[[ Dataset entries open ]]

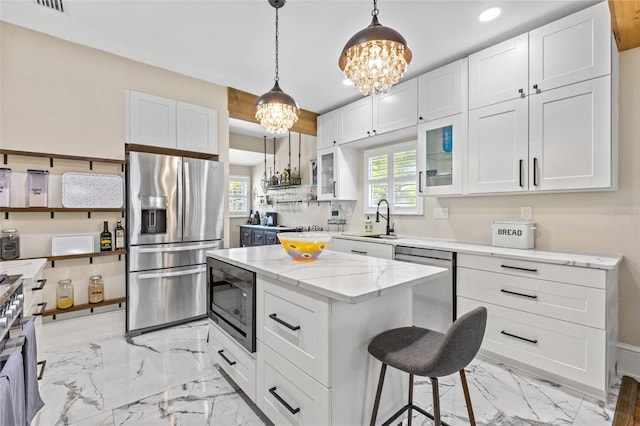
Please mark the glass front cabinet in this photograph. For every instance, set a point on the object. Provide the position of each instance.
(440, 146)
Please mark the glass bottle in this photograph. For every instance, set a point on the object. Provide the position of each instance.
(96, 289)
(9, 244)
(105, 238)
(64, 294)
(119, 242)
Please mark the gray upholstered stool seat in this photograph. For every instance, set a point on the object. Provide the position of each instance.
(423, 352)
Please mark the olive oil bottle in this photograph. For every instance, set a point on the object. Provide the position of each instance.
(105, 238)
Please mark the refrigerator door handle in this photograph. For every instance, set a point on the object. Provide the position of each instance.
(183, 248)
(172, 274)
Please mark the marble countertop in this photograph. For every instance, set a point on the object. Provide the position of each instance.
(341, 276)
(586, 260)
(28, 268)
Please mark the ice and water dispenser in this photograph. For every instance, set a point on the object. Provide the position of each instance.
(154, 214)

[[ Dataset entries closed ]]

> _Problem requirements_
Please restate word for word only the lines running from the line that contains "Please mark the marble" to the final line of the listing above.

> _Output_
Please mark the marble countertop in this photograph. For every instance, set a point on the object. Provide the position of each instance.
(341, 276)
(586, 260)
(28, 268)
Please mark the ice and water dispenser in this photograph. For every instance, set a point on the object. Provide the position of each instance.
(154, 214)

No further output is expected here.